*ASSIGNED TASK*. Of all the lines in the entries below, give again exactly those starting at the line containing "x=139, y=378" and ending at the line containing "x=16, y=277", both ends included, and no others.

BEGIN INFORMATION GIVEN

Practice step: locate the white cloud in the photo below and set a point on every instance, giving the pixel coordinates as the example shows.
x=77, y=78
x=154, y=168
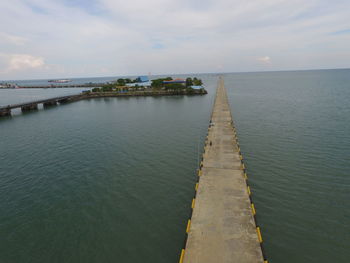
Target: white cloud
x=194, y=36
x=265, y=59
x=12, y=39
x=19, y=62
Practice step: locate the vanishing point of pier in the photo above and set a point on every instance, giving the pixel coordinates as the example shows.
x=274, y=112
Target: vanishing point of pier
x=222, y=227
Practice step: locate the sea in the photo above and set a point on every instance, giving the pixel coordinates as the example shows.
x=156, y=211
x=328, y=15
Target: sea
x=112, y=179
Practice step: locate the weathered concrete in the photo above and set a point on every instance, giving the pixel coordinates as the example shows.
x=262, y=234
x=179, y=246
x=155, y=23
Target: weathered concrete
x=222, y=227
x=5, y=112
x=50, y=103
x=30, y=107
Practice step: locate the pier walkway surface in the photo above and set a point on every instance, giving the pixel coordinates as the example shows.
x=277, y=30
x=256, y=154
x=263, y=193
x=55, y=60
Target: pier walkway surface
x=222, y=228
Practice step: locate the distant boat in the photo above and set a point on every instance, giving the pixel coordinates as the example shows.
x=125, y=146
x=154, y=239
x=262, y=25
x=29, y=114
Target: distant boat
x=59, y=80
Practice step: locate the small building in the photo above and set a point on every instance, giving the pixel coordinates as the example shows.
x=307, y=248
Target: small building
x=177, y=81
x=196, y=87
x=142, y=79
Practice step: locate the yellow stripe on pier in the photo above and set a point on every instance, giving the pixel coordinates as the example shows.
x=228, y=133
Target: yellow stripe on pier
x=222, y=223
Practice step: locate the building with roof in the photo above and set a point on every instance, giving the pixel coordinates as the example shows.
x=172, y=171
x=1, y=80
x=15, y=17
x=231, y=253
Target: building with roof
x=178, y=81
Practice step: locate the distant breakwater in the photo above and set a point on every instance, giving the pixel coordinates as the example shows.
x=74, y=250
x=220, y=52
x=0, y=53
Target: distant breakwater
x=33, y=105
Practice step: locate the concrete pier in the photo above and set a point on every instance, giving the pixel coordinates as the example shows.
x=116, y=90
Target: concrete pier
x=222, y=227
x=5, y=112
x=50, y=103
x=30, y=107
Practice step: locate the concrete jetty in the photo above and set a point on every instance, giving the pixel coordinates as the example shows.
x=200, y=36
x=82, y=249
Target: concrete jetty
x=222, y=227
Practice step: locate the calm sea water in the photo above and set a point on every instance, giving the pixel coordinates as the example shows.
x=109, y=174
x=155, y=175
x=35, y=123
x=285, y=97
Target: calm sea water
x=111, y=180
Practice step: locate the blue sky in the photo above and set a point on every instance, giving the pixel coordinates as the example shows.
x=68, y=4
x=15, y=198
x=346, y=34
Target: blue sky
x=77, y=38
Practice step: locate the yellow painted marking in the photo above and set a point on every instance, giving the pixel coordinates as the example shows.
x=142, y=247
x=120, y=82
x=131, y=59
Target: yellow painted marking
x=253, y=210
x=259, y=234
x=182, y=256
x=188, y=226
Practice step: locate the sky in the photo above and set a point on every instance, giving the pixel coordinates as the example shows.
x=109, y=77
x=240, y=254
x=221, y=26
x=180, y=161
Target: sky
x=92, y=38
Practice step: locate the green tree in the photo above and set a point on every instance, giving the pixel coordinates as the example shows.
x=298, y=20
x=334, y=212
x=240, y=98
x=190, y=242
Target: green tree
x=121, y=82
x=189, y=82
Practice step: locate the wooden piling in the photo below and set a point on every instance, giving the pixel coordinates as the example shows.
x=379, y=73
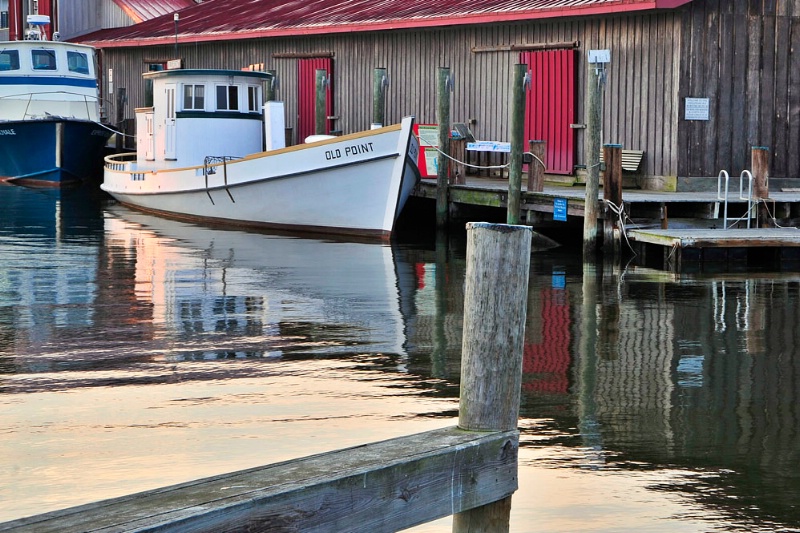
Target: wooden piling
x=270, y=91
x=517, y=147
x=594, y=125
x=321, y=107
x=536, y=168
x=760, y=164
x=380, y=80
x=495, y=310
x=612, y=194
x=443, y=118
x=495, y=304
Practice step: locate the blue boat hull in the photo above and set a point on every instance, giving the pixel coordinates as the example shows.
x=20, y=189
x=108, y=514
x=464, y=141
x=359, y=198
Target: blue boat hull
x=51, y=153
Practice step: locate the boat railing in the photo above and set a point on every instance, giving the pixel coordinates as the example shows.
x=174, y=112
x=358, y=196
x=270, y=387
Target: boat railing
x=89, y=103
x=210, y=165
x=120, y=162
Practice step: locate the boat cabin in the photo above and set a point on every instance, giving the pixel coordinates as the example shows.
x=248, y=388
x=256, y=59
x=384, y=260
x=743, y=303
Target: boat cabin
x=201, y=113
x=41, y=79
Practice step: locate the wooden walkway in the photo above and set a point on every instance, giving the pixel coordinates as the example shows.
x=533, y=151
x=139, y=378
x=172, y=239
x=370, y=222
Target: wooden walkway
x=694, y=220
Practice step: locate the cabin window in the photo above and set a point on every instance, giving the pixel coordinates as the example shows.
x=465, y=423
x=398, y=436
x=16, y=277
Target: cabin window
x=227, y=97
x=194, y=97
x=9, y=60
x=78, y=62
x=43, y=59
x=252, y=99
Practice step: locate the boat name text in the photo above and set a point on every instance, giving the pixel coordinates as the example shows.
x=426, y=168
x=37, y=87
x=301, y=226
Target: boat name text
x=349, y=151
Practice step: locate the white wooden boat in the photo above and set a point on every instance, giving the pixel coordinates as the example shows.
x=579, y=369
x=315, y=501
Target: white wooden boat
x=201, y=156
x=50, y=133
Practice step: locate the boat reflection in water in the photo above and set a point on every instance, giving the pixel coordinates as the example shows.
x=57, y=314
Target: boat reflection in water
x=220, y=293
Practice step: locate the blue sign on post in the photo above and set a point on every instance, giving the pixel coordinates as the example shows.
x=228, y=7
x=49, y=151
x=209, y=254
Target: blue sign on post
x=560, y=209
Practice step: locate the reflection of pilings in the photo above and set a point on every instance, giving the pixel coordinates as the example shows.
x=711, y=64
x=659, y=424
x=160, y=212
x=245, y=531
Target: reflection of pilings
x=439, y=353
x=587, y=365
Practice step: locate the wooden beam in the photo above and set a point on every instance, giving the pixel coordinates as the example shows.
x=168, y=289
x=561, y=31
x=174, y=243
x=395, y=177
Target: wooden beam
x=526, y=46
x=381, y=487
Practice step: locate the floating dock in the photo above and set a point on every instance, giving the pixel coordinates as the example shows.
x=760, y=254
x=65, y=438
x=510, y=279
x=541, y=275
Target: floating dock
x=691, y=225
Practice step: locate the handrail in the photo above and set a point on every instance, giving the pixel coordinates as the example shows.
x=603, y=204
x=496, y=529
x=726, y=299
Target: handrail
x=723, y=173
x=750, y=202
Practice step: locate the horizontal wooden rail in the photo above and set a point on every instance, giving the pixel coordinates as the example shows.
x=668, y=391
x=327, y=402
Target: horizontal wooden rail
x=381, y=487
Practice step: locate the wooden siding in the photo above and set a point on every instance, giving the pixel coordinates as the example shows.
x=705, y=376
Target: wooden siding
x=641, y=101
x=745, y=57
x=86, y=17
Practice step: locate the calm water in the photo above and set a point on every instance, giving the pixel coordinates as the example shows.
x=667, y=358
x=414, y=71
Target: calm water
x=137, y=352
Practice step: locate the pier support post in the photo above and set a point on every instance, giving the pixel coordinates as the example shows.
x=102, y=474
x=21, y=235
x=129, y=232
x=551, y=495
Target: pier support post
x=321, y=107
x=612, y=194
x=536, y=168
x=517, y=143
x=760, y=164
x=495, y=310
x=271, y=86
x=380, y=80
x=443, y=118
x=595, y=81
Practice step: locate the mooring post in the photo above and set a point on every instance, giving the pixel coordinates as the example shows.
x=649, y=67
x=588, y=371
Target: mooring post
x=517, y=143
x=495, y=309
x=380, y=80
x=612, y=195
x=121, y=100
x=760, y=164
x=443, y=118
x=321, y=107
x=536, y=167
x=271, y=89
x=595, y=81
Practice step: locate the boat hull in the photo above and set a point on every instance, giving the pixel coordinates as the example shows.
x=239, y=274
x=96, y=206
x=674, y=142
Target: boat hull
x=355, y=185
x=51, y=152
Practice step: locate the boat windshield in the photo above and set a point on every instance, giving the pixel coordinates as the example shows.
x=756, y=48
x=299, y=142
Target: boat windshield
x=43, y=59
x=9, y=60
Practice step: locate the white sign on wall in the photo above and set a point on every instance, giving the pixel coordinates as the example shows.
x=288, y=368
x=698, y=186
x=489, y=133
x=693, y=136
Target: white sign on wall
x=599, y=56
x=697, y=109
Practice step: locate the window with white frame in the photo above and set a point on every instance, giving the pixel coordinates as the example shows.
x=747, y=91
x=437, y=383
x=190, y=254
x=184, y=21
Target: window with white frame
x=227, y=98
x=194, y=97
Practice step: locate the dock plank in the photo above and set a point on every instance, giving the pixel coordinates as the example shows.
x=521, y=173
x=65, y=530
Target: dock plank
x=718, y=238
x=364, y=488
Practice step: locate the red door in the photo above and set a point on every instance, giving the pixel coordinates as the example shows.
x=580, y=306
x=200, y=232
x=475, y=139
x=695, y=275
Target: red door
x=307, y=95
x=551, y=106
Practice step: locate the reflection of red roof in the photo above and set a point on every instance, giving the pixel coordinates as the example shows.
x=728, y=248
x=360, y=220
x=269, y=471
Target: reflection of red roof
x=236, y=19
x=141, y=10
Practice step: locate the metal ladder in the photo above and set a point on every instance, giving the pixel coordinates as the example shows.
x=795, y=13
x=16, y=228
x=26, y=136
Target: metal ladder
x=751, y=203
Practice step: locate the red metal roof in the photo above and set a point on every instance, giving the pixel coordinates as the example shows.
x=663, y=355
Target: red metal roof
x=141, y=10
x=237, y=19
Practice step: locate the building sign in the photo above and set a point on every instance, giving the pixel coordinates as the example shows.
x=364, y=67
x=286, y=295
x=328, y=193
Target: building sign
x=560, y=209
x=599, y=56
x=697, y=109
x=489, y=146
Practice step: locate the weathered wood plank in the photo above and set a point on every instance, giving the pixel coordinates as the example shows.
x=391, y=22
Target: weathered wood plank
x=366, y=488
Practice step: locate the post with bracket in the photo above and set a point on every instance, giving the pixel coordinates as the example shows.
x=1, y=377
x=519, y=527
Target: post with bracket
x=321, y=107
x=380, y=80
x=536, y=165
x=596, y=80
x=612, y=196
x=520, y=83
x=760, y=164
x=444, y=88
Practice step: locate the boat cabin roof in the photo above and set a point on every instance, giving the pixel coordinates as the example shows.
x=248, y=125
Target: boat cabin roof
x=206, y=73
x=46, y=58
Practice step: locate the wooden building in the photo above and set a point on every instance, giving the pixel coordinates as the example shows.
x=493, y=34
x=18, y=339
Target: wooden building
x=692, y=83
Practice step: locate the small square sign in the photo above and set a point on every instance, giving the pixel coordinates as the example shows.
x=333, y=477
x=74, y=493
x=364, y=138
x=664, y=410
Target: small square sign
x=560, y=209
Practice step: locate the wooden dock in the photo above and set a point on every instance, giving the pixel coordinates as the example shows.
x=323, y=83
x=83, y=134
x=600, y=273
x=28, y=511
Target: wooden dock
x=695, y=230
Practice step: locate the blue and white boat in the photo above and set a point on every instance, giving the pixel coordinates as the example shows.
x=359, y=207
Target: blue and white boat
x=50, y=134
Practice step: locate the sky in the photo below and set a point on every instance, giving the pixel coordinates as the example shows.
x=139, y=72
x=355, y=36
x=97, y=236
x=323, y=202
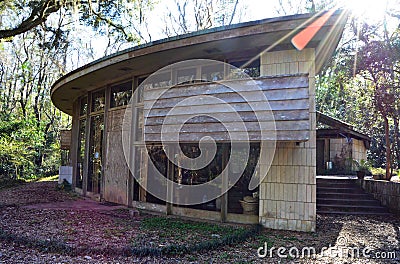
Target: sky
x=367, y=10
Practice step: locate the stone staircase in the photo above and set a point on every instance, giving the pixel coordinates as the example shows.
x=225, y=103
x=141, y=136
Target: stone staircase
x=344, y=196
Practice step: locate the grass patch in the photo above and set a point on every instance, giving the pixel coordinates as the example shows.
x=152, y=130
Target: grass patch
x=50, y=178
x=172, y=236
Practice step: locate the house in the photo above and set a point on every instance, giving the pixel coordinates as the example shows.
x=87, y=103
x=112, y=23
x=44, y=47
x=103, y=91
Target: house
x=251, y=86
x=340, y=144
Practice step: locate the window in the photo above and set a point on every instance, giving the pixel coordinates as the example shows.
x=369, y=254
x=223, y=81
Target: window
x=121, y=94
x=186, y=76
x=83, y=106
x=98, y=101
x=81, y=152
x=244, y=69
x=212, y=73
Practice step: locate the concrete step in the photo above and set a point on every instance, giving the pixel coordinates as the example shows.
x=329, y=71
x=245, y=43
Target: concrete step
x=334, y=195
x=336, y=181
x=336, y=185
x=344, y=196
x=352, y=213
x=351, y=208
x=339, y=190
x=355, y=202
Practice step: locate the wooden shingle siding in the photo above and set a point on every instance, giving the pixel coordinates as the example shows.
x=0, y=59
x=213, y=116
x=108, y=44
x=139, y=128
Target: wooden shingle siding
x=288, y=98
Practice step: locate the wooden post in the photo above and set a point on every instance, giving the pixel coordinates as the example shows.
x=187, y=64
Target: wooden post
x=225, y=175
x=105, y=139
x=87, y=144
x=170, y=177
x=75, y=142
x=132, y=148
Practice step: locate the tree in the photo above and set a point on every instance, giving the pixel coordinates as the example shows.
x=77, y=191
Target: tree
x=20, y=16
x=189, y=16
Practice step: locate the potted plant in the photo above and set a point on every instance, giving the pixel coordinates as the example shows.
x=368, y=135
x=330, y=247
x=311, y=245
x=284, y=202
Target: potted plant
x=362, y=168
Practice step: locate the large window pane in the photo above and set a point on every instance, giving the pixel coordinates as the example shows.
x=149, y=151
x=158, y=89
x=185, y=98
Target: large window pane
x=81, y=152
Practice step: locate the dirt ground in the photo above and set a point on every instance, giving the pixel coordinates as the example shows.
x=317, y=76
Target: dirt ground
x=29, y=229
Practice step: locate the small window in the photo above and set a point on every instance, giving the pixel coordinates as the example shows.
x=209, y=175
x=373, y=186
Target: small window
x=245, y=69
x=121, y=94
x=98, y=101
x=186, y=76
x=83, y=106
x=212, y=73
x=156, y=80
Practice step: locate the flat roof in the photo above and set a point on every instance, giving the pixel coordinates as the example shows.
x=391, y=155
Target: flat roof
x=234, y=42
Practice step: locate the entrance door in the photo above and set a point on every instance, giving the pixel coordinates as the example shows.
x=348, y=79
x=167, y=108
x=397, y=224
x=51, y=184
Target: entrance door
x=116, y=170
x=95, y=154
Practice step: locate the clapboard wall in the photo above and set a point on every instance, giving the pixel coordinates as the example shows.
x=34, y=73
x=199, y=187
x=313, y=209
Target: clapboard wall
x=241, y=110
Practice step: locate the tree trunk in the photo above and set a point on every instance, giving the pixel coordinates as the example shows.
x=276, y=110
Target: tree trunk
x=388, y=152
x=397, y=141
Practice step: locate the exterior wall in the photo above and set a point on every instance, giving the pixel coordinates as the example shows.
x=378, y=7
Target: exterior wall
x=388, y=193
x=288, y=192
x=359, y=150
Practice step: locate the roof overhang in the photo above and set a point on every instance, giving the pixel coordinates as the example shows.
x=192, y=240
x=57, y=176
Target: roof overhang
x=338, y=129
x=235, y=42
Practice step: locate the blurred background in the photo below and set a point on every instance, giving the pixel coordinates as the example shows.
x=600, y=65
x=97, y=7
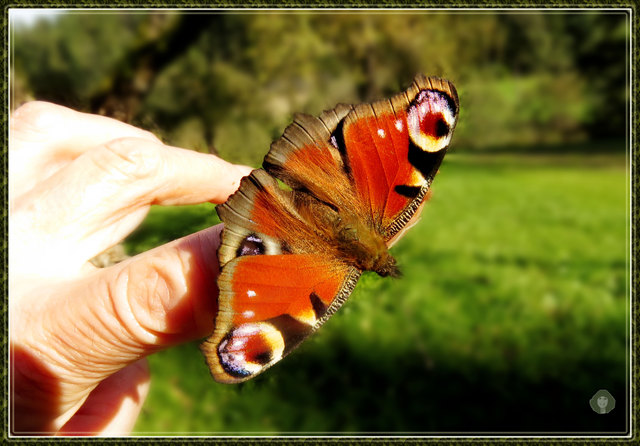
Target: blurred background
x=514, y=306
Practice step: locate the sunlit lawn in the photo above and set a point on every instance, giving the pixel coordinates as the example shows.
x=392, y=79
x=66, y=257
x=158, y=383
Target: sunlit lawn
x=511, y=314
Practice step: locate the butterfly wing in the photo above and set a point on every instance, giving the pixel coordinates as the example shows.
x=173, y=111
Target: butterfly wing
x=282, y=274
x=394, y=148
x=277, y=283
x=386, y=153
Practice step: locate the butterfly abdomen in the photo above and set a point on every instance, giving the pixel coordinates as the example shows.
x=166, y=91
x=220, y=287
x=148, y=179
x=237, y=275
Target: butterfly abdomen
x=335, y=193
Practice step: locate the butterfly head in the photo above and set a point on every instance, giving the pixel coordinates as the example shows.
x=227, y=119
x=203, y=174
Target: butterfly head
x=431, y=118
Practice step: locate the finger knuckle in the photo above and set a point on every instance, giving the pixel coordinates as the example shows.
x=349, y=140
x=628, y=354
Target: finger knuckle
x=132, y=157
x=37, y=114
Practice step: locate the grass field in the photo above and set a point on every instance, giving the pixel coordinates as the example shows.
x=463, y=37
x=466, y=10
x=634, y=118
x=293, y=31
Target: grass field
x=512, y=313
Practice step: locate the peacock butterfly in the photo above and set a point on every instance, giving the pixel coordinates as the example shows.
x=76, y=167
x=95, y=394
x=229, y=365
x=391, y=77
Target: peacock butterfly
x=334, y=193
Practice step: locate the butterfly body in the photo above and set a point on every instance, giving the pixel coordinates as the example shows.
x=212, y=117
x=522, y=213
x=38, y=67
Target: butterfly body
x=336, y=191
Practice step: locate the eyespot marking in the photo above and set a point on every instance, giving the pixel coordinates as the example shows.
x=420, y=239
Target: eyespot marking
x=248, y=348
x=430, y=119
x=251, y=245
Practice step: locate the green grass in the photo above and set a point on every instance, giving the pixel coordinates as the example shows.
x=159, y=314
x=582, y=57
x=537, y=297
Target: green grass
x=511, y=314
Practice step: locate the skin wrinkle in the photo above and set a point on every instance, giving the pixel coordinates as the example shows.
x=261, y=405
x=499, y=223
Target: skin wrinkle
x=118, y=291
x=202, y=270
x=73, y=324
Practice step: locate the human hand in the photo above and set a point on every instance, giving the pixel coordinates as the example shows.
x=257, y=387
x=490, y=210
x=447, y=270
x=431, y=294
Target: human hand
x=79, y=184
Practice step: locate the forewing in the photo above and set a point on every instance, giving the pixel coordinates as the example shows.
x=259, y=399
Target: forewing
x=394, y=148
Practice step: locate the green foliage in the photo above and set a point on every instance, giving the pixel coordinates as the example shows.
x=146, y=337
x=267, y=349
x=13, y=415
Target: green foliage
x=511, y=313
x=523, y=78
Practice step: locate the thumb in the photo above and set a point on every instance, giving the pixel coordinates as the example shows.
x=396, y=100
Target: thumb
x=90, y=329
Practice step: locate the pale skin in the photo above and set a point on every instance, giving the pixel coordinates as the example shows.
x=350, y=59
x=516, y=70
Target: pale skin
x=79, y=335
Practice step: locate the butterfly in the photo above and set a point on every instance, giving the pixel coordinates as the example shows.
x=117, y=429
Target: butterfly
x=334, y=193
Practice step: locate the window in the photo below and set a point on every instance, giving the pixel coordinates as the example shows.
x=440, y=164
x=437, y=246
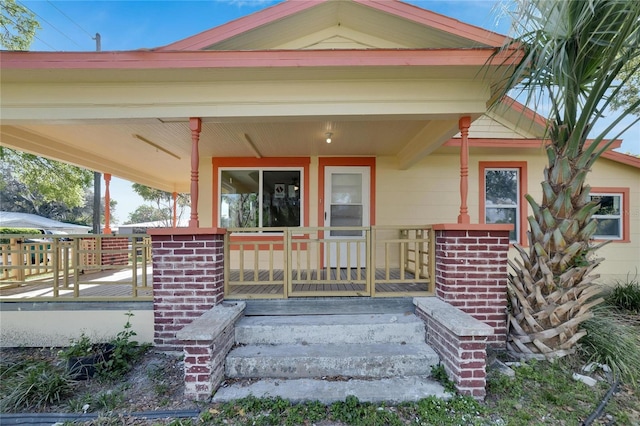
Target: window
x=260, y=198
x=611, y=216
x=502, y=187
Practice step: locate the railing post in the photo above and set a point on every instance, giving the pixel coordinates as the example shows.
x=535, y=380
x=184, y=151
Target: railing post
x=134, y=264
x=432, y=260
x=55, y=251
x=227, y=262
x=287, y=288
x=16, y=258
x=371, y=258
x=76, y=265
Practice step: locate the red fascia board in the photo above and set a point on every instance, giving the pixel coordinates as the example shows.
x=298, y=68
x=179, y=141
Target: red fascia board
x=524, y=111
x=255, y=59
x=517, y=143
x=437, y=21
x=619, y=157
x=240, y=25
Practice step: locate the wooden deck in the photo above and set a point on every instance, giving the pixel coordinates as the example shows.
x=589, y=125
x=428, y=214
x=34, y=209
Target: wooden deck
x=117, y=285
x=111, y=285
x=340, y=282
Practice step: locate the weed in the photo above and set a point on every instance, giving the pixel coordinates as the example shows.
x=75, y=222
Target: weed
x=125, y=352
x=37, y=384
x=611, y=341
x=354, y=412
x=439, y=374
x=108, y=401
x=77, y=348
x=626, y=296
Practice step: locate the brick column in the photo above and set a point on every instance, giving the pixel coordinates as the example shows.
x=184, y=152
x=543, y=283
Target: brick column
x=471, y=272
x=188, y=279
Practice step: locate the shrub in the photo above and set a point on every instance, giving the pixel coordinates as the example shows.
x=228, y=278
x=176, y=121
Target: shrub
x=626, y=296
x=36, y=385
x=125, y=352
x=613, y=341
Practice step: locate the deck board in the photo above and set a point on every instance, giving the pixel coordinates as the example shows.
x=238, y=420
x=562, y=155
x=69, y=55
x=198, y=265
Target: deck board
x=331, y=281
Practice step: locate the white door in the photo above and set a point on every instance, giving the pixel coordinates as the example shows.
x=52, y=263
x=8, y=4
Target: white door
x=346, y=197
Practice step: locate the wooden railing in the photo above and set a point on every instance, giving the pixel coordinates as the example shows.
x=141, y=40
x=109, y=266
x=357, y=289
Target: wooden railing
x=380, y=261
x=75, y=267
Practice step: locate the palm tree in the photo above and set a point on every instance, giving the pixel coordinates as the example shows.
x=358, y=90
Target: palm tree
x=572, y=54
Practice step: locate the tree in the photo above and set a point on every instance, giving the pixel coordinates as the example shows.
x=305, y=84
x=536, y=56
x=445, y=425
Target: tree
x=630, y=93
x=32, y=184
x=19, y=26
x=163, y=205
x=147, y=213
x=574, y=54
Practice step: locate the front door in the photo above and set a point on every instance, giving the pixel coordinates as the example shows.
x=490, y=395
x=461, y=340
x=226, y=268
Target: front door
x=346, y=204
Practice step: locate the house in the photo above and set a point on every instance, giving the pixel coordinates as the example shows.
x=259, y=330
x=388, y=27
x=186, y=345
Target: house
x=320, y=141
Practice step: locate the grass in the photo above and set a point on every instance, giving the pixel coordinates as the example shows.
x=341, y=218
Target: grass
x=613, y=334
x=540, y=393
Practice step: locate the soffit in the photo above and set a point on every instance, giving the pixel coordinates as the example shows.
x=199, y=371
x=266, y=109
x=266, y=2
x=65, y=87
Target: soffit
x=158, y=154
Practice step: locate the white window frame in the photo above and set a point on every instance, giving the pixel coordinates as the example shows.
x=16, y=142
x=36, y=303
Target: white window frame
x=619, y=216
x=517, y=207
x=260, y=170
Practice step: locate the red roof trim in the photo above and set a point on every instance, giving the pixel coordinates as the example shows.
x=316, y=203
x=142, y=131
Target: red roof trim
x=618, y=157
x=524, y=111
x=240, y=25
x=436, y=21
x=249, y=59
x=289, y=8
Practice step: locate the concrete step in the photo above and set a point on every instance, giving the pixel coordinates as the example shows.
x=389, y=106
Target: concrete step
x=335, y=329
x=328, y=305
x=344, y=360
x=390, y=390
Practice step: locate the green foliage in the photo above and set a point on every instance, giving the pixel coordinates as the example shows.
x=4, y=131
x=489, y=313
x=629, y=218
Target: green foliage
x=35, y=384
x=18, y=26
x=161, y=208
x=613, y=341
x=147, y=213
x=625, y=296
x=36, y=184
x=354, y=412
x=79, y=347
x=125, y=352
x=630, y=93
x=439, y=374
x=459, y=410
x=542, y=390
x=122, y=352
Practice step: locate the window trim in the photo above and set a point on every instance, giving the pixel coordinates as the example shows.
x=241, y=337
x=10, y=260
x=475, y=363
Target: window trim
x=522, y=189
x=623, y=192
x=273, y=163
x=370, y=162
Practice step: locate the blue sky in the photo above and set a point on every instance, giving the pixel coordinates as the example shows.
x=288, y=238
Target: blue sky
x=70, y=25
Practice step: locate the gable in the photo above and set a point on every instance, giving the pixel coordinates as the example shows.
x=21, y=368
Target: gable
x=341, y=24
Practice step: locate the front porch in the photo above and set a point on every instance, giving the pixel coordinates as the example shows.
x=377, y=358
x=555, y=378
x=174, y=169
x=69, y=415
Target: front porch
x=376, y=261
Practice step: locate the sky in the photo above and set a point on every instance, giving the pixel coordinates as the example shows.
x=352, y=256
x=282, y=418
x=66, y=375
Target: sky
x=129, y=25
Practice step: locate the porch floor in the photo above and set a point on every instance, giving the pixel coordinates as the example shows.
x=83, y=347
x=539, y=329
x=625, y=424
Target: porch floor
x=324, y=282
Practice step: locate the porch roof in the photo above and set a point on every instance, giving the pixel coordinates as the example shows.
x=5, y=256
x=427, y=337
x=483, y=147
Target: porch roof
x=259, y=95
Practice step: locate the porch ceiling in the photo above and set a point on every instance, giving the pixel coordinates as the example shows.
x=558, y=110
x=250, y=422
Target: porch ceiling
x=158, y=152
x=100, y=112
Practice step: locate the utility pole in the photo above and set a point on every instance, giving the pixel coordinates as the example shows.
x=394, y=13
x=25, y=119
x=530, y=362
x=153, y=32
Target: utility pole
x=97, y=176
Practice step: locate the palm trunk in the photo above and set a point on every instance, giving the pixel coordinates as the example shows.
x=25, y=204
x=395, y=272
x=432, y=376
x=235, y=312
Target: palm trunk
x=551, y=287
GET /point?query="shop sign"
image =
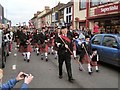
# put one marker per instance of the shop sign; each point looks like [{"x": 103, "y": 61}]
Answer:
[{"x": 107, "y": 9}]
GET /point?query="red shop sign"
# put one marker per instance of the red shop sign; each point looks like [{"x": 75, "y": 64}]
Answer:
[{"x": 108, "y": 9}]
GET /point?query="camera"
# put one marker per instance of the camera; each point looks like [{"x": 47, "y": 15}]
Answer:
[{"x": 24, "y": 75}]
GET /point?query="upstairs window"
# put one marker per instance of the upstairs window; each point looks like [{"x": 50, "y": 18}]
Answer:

END INFORMATION GIVEN

*TASK RESPONSE*.
x=139, y=378
x=172, y=239
x=370, y=222
Target: wooden walkway
x=694, y=220
Practice step: locate the cabin window in the photo above and set a point on every instance, giving the pixel coordinates as the example shows.
x=465, y=423
x=398, y=436
x=16, y=277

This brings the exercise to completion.